=== The data ===
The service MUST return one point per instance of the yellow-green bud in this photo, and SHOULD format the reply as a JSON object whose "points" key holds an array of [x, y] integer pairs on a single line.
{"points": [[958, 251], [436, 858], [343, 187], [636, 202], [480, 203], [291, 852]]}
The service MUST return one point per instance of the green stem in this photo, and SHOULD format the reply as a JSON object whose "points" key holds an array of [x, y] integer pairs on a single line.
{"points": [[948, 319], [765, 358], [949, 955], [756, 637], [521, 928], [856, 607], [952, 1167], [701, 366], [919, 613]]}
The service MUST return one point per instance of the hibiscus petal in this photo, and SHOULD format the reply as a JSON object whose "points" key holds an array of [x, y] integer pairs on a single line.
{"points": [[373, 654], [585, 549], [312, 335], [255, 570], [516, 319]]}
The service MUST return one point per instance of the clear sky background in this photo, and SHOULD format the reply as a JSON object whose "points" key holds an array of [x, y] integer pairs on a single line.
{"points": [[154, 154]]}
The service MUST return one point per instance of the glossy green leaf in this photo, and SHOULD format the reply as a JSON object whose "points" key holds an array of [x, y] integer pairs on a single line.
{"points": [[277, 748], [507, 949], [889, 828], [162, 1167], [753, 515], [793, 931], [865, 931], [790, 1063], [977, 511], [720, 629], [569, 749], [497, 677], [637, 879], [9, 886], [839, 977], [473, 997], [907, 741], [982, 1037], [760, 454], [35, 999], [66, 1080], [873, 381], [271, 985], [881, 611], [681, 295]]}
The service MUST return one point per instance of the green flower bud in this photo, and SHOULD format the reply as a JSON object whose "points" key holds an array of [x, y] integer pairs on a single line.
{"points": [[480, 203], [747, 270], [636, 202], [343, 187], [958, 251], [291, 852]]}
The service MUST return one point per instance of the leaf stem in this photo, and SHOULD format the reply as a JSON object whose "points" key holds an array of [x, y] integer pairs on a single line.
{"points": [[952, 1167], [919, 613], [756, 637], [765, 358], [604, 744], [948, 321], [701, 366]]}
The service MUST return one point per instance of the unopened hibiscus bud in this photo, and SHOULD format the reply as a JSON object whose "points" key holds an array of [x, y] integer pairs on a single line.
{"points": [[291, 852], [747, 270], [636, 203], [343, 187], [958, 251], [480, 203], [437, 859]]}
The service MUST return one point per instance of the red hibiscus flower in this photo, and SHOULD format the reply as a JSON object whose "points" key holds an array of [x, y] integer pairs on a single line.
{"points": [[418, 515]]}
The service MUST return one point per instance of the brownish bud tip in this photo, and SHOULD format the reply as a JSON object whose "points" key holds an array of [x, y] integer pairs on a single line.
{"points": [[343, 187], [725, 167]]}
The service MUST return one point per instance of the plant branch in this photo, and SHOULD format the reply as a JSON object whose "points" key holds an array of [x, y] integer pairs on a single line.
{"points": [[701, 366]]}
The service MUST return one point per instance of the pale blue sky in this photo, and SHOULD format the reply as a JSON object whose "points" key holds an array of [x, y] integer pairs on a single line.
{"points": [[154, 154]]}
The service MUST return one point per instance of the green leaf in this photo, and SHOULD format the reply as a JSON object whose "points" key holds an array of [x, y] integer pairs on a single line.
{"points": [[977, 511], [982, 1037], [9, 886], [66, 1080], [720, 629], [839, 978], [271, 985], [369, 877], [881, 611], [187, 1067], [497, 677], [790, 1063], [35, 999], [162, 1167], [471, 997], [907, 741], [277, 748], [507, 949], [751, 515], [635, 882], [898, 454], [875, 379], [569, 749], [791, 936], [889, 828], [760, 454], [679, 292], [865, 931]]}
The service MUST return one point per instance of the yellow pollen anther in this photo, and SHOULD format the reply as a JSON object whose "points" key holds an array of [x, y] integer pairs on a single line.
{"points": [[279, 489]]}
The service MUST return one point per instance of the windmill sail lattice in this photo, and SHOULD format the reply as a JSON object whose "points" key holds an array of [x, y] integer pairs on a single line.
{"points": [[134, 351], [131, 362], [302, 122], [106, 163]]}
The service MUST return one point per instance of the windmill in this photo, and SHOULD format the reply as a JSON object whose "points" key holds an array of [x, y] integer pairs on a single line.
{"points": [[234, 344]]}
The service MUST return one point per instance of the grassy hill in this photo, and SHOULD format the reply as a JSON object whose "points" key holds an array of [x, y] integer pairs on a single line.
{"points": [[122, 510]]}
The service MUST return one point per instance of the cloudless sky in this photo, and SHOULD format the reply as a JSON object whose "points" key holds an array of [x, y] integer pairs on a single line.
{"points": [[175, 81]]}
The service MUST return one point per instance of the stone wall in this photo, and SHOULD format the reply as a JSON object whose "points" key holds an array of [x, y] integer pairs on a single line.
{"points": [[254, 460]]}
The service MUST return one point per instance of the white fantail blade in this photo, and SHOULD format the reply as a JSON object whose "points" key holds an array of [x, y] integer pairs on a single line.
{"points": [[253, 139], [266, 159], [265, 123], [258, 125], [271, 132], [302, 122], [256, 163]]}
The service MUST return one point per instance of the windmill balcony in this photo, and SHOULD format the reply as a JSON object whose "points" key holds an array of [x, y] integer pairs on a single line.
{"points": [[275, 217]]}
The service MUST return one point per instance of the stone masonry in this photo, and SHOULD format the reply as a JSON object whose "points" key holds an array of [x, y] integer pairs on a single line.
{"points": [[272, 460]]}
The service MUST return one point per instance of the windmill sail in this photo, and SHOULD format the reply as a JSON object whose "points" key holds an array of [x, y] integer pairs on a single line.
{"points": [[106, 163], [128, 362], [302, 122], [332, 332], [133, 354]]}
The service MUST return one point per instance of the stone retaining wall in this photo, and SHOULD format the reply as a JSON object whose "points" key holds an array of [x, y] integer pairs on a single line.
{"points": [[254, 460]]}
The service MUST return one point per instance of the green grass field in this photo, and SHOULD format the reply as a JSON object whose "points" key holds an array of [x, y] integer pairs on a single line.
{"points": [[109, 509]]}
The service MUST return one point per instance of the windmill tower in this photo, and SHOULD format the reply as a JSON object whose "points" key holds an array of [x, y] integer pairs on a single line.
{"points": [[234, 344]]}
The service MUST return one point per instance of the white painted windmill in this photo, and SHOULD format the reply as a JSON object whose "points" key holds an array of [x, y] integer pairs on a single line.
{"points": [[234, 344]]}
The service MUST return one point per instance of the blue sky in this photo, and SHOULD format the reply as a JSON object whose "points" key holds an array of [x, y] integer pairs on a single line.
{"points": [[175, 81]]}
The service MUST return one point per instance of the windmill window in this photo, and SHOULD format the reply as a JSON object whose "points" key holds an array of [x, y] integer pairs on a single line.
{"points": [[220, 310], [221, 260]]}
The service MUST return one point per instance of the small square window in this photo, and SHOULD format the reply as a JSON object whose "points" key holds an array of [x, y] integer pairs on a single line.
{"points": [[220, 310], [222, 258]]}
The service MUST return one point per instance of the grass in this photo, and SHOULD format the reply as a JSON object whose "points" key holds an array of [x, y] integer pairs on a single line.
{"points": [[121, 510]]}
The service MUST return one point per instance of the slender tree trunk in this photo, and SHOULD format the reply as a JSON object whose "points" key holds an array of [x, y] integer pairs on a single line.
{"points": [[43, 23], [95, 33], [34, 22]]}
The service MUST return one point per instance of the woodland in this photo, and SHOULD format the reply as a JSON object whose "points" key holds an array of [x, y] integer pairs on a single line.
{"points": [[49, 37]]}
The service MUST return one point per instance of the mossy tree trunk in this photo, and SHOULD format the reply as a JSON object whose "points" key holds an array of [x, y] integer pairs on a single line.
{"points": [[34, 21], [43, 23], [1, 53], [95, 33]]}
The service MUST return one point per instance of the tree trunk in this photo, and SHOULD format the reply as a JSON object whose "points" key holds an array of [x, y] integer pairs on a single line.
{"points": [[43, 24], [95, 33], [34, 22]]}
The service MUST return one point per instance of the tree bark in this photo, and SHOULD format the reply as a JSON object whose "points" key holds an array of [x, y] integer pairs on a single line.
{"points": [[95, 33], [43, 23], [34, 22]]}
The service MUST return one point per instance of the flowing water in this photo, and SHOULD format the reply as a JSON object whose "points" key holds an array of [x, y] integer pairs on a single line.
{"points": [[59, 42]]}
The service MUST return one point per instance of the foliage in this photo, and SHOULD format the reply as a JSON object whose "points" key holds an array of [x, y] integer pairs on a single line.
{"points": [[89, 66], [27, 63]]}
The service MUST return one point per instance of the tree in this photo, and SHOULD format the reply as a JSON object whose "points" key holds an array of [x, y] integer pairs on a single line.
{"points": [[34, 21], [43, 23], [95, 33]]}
===
Assignment
Could you copy exactly the lines from the one containing "The service MUST return one point per instance of the flowing" through the end of the records above, and nothing more?

The answer
The service MUST return one point per instance of the flowing water in this photo, and SHOULD format the reply as a JSON object whose "points" key holds an array of [x, y] integer pairs on a single line.
{"points": [[59, 42]]}
The service MUST return one point per instance of the foliage in this photo, and SHOULD format the reply as a JSON object whose "points" key holds an array of [x, y] integer pairs on a single line.
{"points": [[89, 66], [27, 63]]}
The service MUST return one point per instance of the tree in this photo, and SHOULD format the reply as a JSON object whose "points" key holds an array of [x, y] integer pairs on a single line.
{"points": [[34, 21], [43, 23], [95, 33]]}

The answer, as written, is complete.